====== Extracted information ======
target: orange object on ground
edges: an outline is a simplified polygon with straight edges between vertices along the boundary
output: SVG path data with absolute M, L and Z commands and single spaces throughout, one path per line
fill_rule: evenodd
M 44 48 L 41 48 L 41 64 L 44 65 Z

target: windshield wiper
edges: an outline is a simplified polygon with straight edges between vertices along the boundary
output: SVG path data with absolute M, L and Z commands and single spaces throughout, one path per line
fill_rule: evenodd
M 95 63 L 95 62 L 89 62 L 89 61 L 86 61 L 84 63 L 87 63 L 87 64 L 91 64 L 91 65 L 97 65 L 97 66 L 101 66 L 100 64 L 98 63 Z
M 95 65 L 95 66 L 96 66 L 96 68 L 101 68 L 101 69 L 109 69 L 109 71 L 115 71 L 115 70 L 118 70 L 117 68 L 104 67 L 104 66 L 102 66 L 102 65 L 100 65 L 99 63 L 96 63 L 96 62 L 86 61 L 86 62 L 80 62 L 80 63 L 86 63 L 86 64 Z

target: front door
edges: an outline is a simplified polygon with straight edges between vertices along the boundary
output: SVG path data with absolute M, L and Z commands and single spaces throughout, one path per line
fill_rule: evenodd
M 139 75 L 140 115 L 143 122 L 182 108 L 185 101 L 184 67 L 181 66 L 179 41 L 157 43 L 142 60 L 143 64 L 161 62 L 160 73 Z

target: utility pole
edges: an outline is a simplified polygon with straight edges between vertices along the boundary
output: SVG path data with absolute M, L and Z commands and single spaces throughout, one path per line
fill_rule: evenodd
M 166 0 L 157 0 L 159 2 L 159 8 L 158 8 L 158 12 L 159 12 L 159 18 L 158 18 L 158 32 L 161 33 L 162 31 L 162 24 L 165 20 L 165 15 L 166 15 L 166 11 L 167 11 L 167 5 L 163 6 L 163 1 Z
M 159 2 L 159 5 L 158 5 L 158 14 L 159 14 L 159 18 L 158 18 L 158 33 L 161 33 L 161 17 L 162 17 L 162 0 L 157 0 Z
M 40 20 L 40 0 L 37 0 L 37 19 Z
======
_Problem statement_:
Word for word, restate all of the records.

_Your solution_:
target: orange object on ground
edges: an outline is a simplified polygon with straight edges between vertices along the boundary
output: SVG path data with absolute M, L and Z commands and single spaces throughout, one path per line
fill_rule: evenodd
M 44 48 L 41 48 L 41 64 L 44 65 Z

target: windshield wiper
edges: an outline is a simplified polygon with straight edges between vertices along the boundary
output: SVG path data with absolute M, L and Z commands and single spaces throughout, one path per line
fill_rule: evenodd
M 95 63 L 95 62 L 89 62 L 89 61 L 86 61 L 84 63 L 87 63 L 87 64 L 91 64 L 91 65 L 97 65 L 97 66 L 101 66 L 100 64 L 98 63 Z
M 95 65 L 95 66 L 96 66 L 96 68 L 101 68 L 101 69 L 109 69 L 109 71 L 115 71 L 115 70 L 118 70 L 117 68 L 104 67 L 104 66 L 102 66 L 102 65 L 100 65 L 99 63 L 96 63 L 96 62 L 86 61 L 86 62 L 80 62 L 80 63 L 86 63 L 86 64 Z

target: front door
edges: an outline is a simplified polygon with straight edges between vertices along the boundary
output: SVG path data with absolute M, L and Z commands and single spaces throughout, one path per line
fill_rule: evenodd
M 139 75 L 140 115 L 143 122 L 182 108 L 185 101 L 184 67 L 181 66 L 179 41 L 157 43 L 142 60 L 143 64 L 161 62 L 160 73 Z

target: utility pole
edges: an outline is a simplified polygon with straight edges between vertices along the boundary
output: SVG path data with absolute M, L and Z commands and single spaces throughout, one path per line
fill_rule: evenodd
M 166 0 L 157 0 L 159 2 L 159 8 L 158 8 L 158 12 L 159 12 L 159 18 L 158 18 L 158 32 L 161 33 L 162 31 L 162 24 L 165 20 L 165 15 L 166 15 L 166 11 L 167 11 L 167 5 L 163 6 L 163 1 Z
M 159 2 L 159 5 L 158 5 L 158 14 L 159 14 L 159 18 L 158 18 L 158 33 L 161 33 L 161 17 L 162 17 L 162 0 L 157 0 Z
M 40 20 L 40 0 L 37 0 L 37 19 Z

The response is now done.